* WORK ITEM: Could you please retype all of the data below exactly?

* MATERIAL FOR THIS TASK:
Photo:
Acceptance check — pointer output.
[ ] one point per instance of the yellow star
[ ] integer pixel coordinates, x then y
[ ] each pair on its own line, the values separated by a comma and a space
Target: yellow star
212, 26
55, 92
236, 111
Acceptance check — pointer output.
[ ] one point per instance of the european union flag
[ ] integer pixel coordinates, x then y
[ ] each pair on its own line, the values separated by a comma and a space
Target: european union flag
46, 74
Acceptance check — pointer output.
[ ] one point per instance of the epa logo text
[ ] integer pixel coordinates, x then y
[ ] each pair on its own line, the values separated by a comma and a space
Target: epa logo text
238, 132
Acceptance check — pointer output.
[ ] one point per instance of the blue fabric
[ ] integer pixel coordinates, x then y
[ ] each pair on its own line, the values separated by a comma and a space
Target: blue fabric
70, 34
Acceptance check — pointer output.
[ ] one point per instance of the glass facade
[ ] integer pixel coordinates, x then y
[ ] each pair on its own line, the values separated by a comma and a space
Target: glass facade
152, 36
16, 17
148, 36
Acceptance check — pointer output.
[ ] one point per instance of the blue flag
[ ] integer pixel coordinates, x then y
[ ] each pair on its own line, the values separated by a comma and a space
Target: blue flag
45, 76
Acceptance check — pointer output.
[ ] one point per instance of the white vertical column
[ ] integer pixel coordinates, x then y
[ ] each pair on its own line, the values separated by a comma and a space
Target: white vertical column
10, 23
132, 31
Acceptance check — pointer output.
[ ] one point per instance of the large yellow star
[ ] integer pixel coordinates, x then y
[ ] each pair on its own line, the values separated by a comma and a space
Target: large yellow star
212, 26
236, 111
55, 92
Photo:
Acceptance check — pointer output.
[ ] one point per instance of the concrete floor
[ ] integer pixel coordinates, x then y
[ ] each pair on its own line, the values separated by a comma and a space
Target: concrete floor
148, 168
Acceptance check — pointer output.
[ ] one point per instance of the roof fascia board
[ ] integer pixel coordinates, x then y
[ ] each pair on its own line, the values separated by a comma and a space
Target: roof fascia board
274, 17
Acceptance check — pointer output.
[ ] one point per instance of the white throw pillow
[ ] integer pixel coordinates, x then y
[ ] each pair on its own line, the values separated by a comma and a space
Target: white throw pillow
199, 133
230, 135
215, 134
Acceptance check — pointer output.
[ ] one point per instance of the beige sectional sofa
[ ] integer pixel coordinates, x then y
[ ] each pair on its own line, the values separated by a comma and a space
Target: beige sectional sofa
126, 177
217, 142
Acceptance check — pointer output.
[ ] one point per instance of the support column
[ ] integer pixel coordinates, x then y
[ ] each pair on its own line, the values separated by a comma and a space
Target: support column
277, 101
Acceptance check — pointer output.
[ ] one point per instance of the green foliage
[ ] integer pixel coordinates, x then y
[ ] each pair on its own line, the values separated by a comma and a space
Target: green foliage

* REPLY TO THE EXERCISE:
Photo:
Acceptance check — pointer output.
[ ] one point per instance of the yellow star
[ ] integer pixel coordinates, x then y
[ ] each pair on its own line, the values separated by a comma and a space
Target: yellow star
212, 26
55, 92
236, 111
Acceptance check — pointer output.
[ ] one point per instance of the european union flag
[ ] integer pixel coordinates, x then y
[ ] each pair on its own line, the values separated by a comma and a space
Target: european union flag
46, 74
Acceptance check — pointer output.
[ ] one point per instance of the epa logo text
[ ] integer pixel coordinates, x then y
[ ] each pair on its own line, the values separated by a comma and a space
Target: epa logo text
238, 132
Acceptance check — pointer output.
[ ] one point per instance of the blue fabric
[ ] integer pixel coordinates, x then y
[ ] each pair on its own line, the values separated by a comma and a space
Target: blue fabric
70, 34
Acceptance check — pointer output.
[ ] one point per instance of the glass facade
[ ] integer pixel coordinates, x then y
[ ] each pair on its own line, the values separated by a comma and a space
Target: glass facade
152, 36
16, 17
148, 36
Acceptance check — pointer output.
[ ] one point per instance of the blue flag
[ ] integer pixel coordinates, x then y
[ ] each pair on its own line, the values separated by a comma and a space
Target: blue flag
45, 76
Acceptance check — pointer output.
[ ] one point per instance of the white vertical column
[ ] integer pixel coordinates, x then y
[ ] each pair on its own line, the values separated by a comma and a space
Target: white vertical column
10, 23
132, 31
Acceptance check — pointer output.
[ ] one point per instance of the large yellow star
[ ] integer pixel coordinates, x then y
[ ] each pair on its own line, the values separated by a comma and a space
Target: large yellow star
212, 26
236, 111
55, 92
Photo:
Acceptance check — pointer output.
[ ] one point per instance of the concrete floor
[ ] integer pixel coordinates, x then y
[ ] each pair on its own line, the values separated by a comma and a space
Target: concrete floor
148, 168
Acceptance check — pointer output.
[ ] one point per instance of the roof fascia board
[ ] integer pixel coordinates, x then y
[ ] each pair on its own line, the values separated by a comma and a space
Target: roof fascia board
274, 17
Acceptance check — pointer output.
[ ] one point per instance of the white throw pillow
[ ] integer pixel coordinates, x then y
[ ] each pair on its own line, the values separated by a comma and a space
Target: white throw pillow
199, 133
230, 135
215, 134
Acceptance check — pointer output.
[ ] one point per instance of the beige sectional sofa
[ ] integer pixel coordinates, x then y
[ ] each pair on its own line, the values separated by a comma and a space
Target: beige sectional sofa
126, 177
217, 142
Acceptance check — pointer output.
[ ] one point per instance of the support column
[ ] integer pixel coordinates, x then y
[ ] each pair on its own line, the values separated by a comma and a space
Target: support column
277, 101
Acceptance check — pointer output.
[ ] one point per instance of the green foliage
[ ] integer pixel coordinates, x then y
[ ] each pair on its own line, the values separated by a comma and a space
Target: green foliage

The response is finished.